# TASK TO CARRY OUT
Please reproduce the following lines exactly as they appear, every one of them.

# EXERCISE INPUT
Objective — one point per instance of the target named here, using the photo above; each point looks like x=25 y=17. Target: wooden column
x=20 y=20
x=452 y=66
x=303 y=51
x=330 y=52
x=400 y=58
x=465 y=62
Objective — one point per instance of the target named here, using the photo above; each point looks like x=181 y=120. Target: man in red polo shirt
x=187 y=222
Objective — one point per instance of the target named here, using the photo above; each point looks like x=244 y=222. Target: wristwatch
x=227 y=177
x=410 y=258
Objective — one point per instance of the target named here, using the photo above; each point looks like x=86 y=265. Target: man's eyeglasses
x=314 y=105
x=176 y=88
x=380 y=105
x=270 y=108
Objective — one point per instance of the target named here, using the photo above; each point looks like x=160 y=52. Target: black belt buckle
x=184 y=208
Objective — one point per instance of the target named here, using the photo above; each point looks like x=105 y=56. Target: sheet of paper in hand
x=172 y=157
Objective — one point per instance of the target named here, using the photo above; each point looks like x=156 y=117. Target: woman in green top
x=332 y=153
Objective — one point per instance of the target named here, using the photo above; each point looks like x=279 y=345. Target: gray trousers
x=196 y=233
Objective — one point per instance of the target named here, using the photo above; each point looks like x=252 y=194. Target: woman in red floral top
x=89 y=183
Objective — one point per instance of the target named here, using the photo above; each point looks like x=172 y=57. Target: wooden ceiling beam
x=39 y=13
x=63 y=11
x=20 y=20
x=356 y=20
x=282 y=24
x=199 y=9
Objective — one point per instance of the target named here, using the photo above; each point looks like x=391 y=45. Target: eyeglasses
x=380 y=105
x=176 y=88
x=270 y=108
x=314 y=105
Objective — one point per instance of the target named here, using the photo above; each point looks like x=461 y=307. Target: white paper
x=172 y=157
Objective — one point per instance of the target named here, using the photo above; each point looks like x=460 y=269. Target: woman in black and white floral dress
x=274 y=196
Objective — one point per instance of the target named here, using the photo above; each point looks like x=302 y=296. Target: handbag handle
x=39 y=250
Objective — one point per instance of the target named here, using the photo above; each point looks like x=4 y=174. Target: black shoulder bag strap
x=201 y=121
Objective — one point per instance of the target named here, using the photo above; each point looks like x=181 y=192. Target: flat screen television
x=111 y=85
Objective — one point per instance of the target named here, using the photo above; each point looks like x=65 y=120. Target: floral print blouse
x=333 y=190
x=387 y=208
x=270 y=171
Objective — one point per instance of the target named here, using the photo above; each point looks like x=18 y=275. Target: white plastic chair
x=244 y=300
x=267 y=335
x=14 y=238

# RESULT FOR THIS EXERCISE
Objective — one point per instance of the target named here, using the photo above; each point looks like x=25 y=17. Target: wooden column
x=20 y=20
x=452 y=66
x=303 y=51
x=330 y=52
x=400 y=58
x=465 y=62
Objective — one point per instance of the target named here, using the photo above; each point looks like x=181 y=120. Target: man in red polo shirt
x=187 y=222
Objective — one point per instance of the target named here, using the photo above; each point looks like x=244 y=222. Target: wristwatch
x=227 y=177
x=410 y=258
Objective — one point per instance of the target named here, using the photo above; each point looks like x=86 y=265. Target: man's eyeglasses
x=314 y=105
x=176 y=88
x=380 y=105
x=270 y=108
Objective — one point per instance of the target named here, using the photo above; each point looks like x=160 y=52. Target: black belt buckle
x=184 y=208
Objective — one point per instance of the target named here, using the photo above; each point looks like x=105 y=56. Target: sheet of paper in hand
x=172 y=157
Objective — one point per instance of the target named here, using the photo above; each point looks like x=156 y=117. Target: woman in green top
x=332 y=153
Objective — one point per instance of the target named here, using the photo above; each point looks like x=279 y=345. Target: gray trousers
x=196 y=233
Objective — one point per instance of the target named here, using the photo above; each point looks like x=252 y=194. Target: woman in red floral top
x=89 y=183
Objective — one point per instance of the target named here, using the photo above; each point looks like x=172 y=57. Target: wooden ceiling beam
x=39 y=13
x=63 y=11
x=20 y=20
x=356 y=20
x=282 y=24
x=199 y=9
Objective — one point per instance of the target named here, using the photo above; each point looks like x=391 y=45. Target: eyeglasses
x=380 y=105
x=176 y=88
x=270 y=108
x=314 y=105
Objective — one point per instance of the target named here, using the photo above; each point looks like x=461 y=307. Target: white paper
x=172 y=157
Objective — one point per instance of the target named here, using the photo above; each point looks like x=460 y=269. Target: woman in black and white floral dress
x=274 y=196
Objective — one point per instance of the target named here, using the photo above; each point looks like x=302 y=296. Target: handbag handle
x=39 y=250
Objective — one point per instance of the target named here, using the photo above; each point looks like x=4 y=174. Target: black shoulder bag strap
x=201 y=121
Objective — one point per instance of the target named here, using the photo above; each point looks like x=181 y=192. Target: flat screen television
x=111 y=85
Objective — one point per instance of the target named here, using the photo above; each point looks like x=65 y=120. Target: floral print blouse
x=333 y=190
x=387 y=208
x=270 y=171
Objective — one point per instance of the target named here, using the photo above; each point looks like x=18 y=275. Target: white plastic chair
x=244 y=300
x=267 y=335
x=14 y=238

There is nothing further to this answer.